Given instruction> Reproduce the following material verbatim, line by line and without any alteration.
★ ★ ★ ★ ★ ★ ★
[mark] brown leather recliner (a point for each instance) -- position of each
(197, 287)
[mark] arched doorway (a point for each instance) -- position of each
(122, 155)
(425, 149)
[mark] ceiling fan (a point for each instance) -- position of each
★ ★ ★ ★ ★ ★ ★
Response>
[mark] brown leather recliner (a point for each instance) -- position of each
(197, 287)
[mark] arched doorway (a point for each instance) -- position of each
(122, 155)
(425, 149)
[mark] ceiling fan (a point for each instance) -- position of each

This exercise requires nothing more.